**Exercise prompt:**
Output each entry below as it stands, leaving out every picture.

══════

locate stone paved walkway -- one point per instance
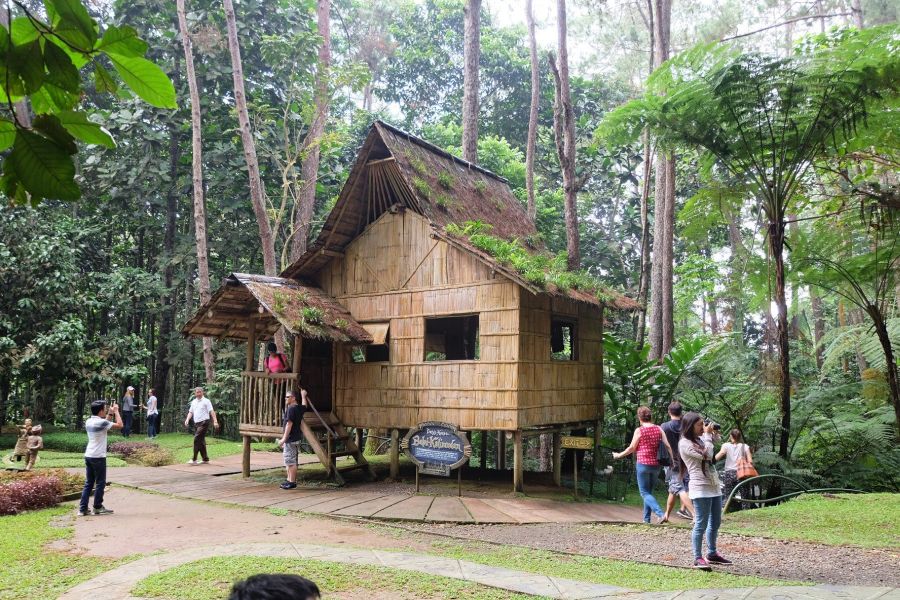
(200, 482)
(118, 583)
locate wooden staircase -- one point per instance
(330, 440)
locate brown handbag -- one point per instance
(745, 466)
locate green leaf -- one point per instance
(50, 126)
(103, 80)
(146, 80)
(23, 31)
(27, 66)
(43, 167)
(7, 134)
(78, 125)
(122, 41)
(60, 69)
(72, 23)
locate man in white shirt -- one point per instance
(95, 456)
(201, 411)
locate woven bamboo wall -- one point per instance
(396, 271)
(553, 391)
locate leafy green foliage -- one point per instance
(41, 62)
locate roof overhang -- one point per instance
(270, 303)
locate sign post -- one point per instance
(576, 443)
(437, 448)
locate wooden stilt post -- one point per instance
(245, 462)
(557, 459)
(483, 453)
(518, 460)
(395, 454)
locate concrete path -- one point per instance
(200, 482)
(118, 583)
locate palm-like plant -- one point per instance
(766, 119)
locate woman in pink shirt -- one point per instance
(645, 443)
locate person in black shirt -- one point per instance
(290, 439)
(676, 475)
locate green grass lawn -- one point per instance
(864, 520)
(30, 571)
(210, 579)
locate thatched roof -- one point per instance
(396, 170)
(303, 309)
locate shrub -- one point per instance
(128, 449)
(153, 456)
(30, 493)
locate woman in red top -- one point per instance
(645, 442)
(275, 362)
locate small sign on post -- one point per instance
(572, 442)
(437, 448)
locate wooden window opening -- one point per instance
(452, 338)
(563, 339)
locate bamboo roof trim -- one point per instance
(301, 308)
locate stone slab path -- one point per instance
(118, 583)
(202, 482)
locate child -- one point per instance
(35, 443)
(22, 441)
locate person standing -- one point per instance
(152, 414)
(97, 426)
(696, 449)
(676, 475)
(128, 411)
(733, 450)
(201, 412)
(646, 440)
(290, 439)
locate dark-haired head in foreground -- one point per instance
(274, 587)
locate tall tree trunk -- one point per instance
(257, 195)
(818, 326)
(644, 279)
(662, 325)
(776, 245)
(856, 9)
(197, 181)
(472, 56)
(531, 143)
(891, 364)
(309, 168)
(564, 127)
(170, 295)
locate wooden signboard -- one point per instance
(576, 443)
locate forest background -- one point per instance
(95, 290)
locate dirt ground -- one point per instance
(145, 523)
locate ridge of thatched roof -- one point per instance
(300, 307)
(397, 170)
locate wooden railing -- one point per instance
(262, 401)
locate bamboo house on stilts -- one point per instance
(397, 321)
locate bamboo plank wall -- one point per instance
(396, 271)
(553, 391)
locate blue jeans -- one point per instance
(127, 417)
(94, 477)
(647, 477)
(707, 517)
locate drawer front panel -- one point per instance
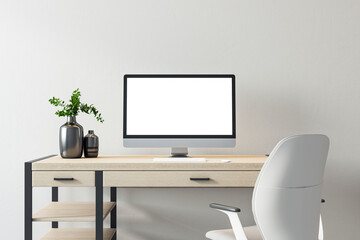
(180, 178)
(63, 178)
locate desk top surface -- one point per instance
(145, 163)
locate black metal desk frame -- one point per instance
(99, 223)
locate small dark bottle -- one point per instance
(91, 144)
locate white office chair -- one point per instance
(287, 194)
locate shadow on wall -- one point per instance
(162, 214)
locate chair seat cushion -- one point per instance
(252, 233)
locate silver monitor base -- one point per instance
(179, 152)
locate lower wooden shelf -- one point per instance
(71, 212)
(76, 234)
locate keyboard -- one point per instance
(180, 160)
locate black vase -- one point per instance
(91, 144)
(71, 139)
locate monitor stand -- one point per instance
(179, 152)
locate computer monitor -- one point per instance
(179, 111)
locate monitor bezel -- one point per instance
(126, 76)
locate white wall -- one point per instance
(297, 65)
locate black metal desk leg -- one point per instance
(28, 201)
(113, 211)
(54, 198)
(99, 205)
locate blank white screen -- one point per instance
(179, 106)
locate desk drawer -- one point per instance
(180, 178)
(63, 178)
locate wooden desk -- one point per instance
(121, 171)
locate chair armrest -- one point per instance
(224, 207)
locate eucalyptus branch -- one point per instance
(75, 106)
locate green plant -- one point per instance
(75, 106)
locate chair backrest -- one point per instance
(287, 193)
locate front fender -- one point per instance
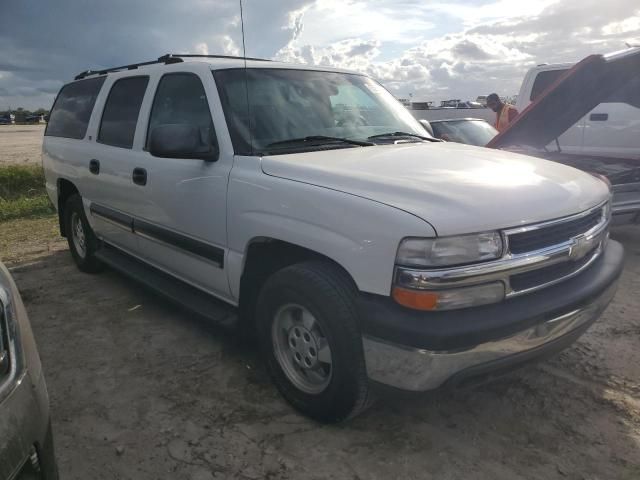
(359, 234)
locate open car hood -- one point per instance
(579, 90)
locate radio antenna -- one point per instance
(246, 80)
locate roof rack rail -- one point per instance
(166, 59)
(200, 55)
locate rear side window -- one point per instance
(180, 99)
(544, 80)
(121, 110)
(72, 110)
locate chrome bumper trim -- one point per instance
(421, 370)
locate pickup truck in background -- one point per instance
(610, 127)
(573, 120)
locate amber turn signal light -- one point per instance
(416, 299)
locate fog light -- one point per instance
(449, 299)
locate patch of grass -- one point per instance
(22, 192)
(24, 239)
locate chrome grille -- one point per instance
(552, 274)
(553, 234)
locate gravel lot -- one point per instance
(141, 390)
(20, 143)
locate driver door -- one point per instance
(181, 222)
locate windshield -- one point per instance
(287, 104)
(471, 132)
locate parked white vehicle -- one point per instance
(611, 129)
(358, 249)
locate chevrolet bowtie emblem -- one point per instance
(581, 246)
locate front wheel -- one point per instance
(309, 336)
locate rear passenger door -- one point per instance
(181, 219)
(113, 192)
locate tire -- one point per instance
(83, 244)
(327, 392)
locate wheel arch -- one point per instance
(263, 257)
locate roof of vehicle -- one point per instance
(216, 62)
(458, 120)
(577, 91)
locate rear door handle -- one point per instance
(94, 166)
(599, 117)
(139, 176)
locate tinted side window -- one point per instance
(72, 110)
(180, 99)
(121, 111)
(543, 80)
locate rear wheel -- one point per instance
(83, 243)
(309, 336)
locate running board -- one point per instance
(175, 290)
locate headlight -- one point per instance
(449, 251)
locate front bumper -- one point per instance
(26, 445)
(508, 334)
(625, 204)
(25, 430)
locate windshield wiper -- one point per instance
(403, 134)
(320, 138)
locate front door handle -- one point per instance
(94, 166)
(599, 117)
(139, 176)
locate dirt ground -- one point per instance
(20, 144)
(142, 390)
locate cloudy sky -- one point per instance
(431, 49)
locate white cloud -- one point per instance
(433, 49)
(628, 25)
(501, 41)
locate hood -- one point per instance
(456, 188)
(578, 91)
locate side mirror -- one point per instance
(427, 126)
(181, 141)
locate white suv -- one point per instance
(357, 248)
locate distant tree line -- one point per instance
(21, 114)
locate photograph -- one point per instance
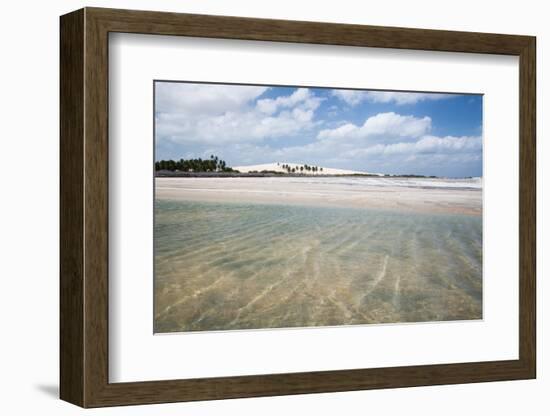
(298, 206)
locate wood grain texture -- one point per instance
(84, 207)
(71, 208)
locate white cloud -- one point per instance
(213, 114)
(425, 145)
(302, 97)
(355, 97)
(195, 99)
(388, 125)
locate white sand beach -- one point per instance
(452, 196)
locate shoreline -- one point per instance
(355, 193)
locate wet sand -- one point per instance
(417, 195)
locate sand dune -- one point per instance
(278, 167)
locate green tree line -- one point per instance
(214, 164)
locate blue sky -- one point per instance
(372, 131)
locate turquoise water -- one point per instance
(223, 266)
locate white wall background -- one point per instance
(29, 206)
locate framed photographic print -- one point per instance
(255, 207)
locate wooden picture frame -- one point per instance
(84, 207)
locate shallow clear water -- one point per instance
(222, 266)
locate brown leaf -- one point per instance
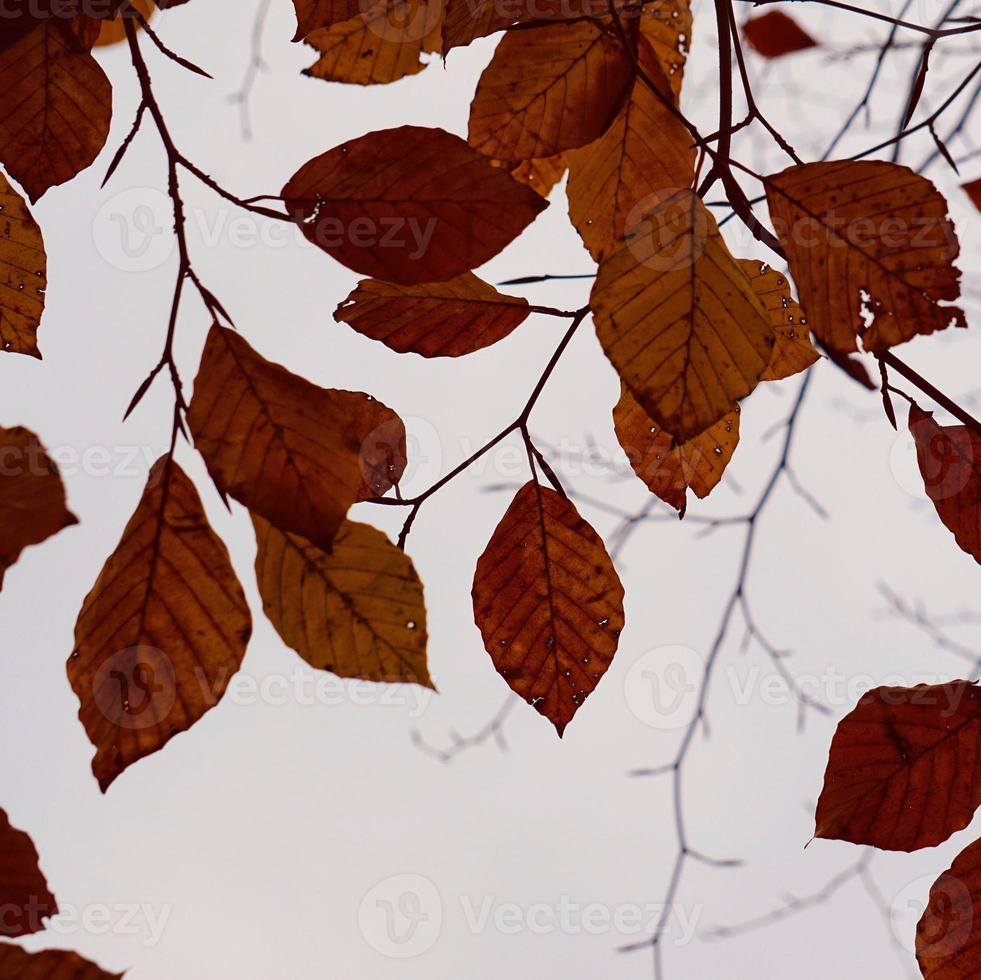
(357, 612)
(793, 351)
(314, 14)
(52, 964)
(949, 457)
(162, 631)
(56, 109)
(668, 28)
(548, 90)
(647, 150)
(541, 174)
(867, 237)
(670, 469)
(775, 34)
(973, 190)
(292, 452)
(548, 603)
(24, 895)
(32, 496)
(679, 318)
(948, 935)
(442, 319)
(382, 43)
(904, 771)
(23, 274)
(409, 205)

══════

**Finished exercise:**
locate stone paved walkway -- one point per instance
(200, 482)
(118, 583)
locate wooden staircase -- one point per instance
(330, 440)
locate brown handbag -- one point per instance
(745, 466)
locate green leaf -- one point per instance
(50, 126)
(103, 80)
(146, 80)
(23, 31)
(27, 66)
(43, 167)
(7, 134)
(78, 125)
(122, 41)
(60, 69)
(72, 23)
locate man in white shirt -- one point per instance
(95, 456)
(201, 411)
locate woven bamboo wall -- one point per instance
(396, 271)
(553, 391)
locate leafy green foliage -- one point per instance
(41, 62)
locate roof overhang -- one point per instance
(270, 303)
locate sign post -- one point per instance
(576, 443)
(437, 448)
locate wooden stilt post -- one point per instance
(245, 462)
(557, 459)
(483, 453)
(518, 460)
(395, 454)
locate concrete path -- one point per instance
(200, 482)
(118, 583)
locate palm-like plant -- one point per instance
(766, 119)
locate woman in pink shirt -- one point per instance
(645, 443)
locate person in black shirt -- one point per instance
(290, 439)
(676, 475)
locate green grass lawn -- one point per instance
(864, 520)
(30, 571)
(210, 579)
locate thatched roof -- one point per instance
(396, 170)
(303, 309)
locate shrub -- one point per instance
(128, 449)
(153, 456)
(30, 493)
locate woman in red top -- one point per instance
(645, 442)
(275, 362)
locate small sign on post -- one point per instance
(572, 442)
(437, 448)
locate wooden window opening -- one point per instance
(452, 338)
(563, 339)
locate bamboo roof trim -- one point per instance
(301, 308)
locate stone slab path -- one point per instance
(118, 583)
(202, 482)
locate child -- one point per instance
(35, 443)
(22, 441)
locate person standing -- one point per instance
(152, 414)
(97, 426)
(696, 449)
(676, 475)
(128, 411)
(733, 450)
(201, 412)
(646, 440)
(290, 439)
locate dark-haired head in foreground -- one point per instance
(274, 587)
locate tall tree trunk -- one point per instance
(257, 195)
(818, 326)
(644, 279)
(662, 325)
(776, 245)
(856, 9)
(197, 181)
(472, 56)
(531, 143)
(891, 364)
(309, 168)
(564, 127)
(170, 295)
locate wooden signboard -- one point per instance
(576, 443)
locate forest background -- one point per instance
(95, 290)
locate dirt ground -- one point per instance
(145, 523)
locate ridge of thatched roof -- one point per instance
(300, 307)
(397, 170)
locate wooden railing -- one point per instance
(262, 401)
locate bamboo house on stilts -- one point per instance
(397, 321)
locate bamboo plank wall -- one point per instance
(396, 271)
(553, 391)
locate blue jeans -- one point per instance
(127, 417)
(94, 477)
(647, 477)
(707, 517)
locate drawer front panel -- one point per instance
(180, 178)
(63, 178)
locate desk top surface -- one point per instance
(145, 163)
locate black metal desk frame -- one point per instance
(99, 223)
locate small dark bottle -- one point per instance
(91, 144)
locate white office chair -- one point per instance
(287, 194)
locate shadow on wall -- one point per instance
(162, 214)
locate chair seat cushion -- one point per instance
(252, 233)
locate silver monitor base -- one point per instance
(179, 152)
locate lower wooden shelf -- one point per instance
(71, 212)
(76, 234)
locate keyboard -- one point per instance
(180, 160)
locate black vase -- one point per instance
(91, 144)
(71, 139)
locate monitor stand -- one point per instance
(179, 152)
locate computer monitor -- one point per instance
(179, 111)
locate monitor bezel -- one point per instance
(126, 76)
locate white wall -- one point per instance
(297, 65)
locate black metal desk leg -- one point per instance
(28, 201)
(113, 211)
(54, 198)
(99, 205)
locate blank white screen -- one point per instance
(179, 106)
locate desk drawer -- one point per instance
(180, 178)
(63, 178)
locate wooden desk -- one point per instance
(121, 171)
locate chair armrest -- one point per instance
(224, 207)
locate eucalyptus branch -- one point per instance
(75, 106)
locate green plant -- one point per instance
(75, 106)
locate chair backrest -- one point per instance
(287, 193)
locate front fender -- one point per instance
(359, 234)
locate open car hood -- one point per instance
(579, 90)
locate radio antenna -- one point per instance
(246, 80)
locate roof rack rail -- one point per instance
(166, 59)
(200, 55)
locate rear side window -- one point per instance
(180, 99)
(544, 80)
(121, 110)
(72, 110)
locate chrome bumper trim -- one point per instance
(421, 370)
locate pickup truck in background -- one point per instance
(610, 127)
(573, 120)
locate amber turn signal light -- one point per instance
(416, 299)
locate fog light -- one point per instance
(449, 299)
locate patch of grass -- one point per instance
(22, 192)
(24, 239)
locate chrome grille -- one point per instance
(552, 274)
(553, 234)
locate gravel lot -- one point per instance
(141, 390)
(20, 143)
locate driver door -- one point per instance
(181, 222)
locate windshield -- one point per instance
(287, 104)
(471, 132)
locate parked white vehicle -- one point per instance
(611, 129)
(358, 249)
locate chevrolet bowtie emblem -- one point per instance
(581, 246)
locate front wheel -- one point per instance
(309, 336)
locate rear passenger door -- one point per instance
(181, 219)
(113, 192)
locate tire -- one point per instance
(83, 244)
(327, 392)
locate wheel arch -- one point per instance
(263, 257)
locate roof of vehicle -- one point per instance
(216, 62)
(458, 120)
(577, 91)
locate rear door handle -- one point per instance
(94, 166)
(599, 117)
(139, 176)
locate tinted side window -- one point per instance
(72, 110)
(180, 99)
(121, 111)
(543, 80)
locate rear wheel -- one point per instance
(83, 243)
(309, 336)
locate running board -- one point per instance
(175, 290)
locate headlight -- one point per instance
(449, 251)
locate front bumper -- one point per instance
(26, 445)
(508, 334)
(625, 204)
(25, 430)
locate windshield wiper -- one point per instance
(403, 134)
(320, 138)
locate front door handle -- one point per instance
(94, 166)
(599, 117)
(139, 176)
locate dirt ground -- one point per instance
(20, 144)
(142, 390)
locate cloudy sky -- one point per instance
(431, 49)
locate white cloud -- one point per instance
(433, 49)
(628, 25)
(501, 41)
locate hood -- one point per instance
(456, 188)
(578, 91)
locate side mirror -- one point per instance
(427, 126)
(181, 141)
locate white suv -- one point per instance
(357, 248)
locate distant tree line -- one point per instance
(21, 114)
locate photograph -- one point per instance
(298, 206)
locate wood grain texture -- one point per instance
(84, 207)
(71, 208)
locate white cloud -- one point per instance
(213, 114)
(425, 145)
(302, 97)
(355, 97)
(195, 99)
(388, 125)
locate white sand beach -- one point per instance
(452, 196)
locate shoreline -- one point per instance
(355, 193)
locate wet sand -- one point per instance
(417, 195)
locate sand dune -- one point per instance
(278, 167)
locate green tree line -- one point per instance
(214, 164)
locate blue sky -- one point per instance
(372, 131)
locate turquoise water -- one point per instance
(223, 266)
locate white wall background -- one point per instance
(29, 206)
locate framed photographic print -- one point per instance
(255, 207)
locate wooden picture frame -- one point per instance
(84, 207)
locate shallow clear water -- one point per instance
(222, 266)
locate brown leaf -- one point per instance
(357, 612)
(793, 351)
(314, 14)
(52, 964)
(949, 457)
(162, 631)
(56, 109)
(668, 28)
(548, 90)
(647, 150)
(541, 174)
(867, 237)
(670, 469)
(775, 34)
(973, 190)
(292, 452)
(548, 603)
(24, 895)
(32, 496)
(679, 318)
(948, 935)
(442, 319)
(382, 43)
(904, 771)
(23, 274)
(409, 205)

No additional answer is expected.